*LISTED RECORDS:*
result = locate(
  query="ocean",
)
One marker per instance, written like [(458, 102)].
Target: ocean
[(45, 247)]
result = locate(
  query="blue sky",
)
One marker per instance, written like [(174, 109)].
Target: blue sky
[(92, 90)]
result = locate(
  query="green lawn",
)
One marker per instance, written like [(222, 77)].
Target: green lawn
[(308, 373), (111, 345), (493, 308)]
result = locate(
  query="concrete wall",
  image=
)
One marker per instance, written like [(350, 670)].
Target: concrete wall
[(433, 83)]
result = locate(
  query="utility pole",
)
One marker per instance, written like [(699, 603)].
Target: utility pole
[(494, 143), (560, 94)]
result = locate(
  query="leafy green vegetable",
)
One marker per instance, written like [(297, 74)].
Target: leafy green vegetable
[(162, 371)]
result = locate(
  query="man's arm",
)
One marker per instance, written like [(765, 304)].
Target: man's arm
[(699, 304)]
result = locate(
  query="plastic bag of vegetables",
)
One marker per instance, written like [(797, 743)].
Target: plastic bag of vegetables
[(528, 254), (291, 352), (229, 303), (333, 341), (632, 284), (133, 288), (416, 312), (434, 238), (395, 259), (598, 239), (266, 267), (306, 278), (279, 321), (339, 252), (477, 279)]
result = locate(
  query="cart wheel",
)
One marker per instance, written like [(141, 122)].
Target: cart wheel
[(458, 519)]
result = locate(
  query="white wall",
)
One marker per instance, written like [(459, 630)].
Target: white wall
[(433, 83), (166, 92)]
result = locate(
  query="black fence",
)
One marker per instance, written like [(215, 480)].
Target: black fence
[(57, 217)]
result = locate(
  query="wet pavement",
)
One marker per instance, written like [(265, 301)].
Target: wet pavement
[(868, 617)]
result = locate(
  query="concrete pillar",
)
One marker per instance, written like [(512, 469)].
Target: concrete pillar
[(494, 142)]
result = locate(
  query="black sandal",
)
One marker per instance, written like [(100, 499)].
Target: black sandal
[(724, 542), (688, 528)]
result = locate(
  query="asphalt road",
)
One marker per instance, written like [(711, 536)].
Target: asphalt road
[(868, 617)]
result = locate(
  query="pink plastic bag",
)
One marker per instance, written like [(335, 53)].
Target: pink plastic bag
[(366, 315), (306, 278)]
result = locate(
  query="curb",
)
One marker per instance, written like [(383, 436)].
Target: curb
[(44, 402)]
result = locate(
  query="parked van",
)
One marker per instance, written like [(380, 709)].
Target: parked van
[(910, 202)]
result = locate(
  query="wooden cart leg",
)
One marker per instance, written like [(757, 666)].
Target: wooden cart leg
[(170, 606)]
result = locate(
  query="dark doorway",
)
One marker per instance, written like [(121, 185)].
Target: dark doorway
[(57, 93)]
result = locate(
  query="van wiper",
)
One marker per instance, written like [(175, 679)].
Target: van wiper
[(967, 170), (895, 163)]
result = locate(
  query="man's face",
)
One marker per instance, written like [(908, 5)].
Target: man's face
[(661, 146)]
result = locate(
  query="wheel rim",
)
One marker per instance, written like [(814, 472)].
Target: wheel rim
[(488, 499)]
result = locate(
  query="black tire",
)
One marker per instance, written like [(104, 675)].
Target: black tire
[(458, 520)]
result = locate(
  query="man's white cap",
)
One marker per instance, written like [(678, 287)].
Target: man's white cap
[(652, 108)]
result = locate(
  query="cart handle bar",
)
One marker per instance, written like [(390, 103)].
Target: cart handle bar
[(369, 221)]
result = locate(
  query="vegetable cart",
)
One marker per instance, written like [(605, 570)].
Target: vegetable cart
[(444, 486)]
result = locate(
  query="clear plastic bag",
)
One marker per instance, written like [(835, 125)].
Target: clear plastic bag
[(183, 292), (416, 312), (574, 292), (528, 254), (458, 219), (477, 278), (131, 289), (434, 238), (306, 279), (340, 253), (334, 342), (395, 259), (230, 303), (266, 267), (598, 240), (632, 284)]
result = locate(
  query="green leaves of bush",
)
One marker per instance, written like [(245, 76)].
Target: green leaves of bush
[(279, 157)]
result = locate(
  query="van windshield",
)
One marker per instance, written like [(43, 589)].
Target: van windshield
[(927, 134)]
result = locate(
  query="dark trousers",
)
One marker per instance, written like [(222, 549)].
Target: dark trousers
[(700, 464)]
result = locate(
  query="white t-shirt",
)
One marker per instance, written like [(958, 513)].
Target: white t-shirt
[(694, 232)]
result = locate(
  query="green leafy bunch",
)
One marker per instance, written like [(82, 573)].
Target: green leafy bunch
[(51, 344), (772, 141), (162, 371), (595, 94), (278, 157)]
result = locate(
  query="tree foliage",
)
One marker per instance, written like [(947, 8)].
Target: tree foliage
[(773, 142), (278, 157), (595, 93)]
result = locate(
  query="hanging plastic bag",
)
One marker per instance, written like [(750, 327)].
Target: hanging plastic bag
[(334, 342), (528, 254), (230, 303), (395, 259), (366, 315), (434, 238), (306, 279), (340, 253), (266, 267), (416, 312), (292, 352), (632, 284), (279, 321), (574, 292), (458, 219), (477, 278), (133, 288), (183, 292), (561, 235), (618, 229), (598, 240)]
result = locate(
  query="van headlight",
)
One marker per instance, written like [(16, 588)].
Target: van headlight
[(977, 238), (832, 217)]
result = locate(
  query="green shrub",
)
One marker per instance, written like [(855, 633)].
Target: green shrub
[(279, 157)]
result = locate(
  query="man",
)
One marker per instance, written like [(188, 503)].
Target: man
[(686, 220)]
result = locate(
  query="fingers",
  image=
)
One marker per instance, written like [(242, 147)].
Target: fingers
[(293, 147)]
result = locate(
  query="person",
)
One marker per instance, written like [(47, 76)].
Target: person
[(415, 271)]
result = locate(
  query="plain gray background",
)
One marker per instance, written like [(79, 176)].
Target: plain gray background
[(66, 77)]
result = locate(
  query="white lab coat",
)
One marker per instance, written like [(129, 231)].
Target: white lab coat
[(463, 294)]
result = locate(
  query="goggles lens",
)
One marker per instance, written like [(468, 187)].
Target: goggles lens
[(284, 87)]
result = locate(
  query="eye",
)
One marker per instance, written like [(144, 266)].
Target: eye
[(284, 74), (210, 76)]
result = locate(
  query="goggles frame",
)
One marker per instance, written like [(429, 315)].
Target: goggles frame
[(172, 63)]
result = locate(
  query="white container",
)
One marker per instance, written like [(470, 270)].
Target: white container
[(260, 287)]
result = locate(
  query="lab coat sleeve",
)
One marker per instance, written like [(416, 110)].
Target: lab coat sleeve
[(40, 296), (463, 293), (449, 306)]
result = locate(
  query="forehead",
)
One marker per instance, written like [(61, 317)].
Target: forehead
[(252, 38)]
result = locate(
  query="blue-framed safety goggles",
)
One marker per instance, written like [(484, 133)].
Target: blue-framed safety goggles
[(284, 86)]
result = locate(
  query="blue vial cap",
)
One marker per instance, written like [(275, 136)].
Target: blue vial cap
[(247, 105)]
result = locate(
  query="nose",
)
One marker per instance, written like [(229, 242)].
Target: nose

*TASK BRIEF:*
Count the lines in the rows above that contain the string "concrete", with case counting. Give only the number.

*TASK OUTPUT:*
4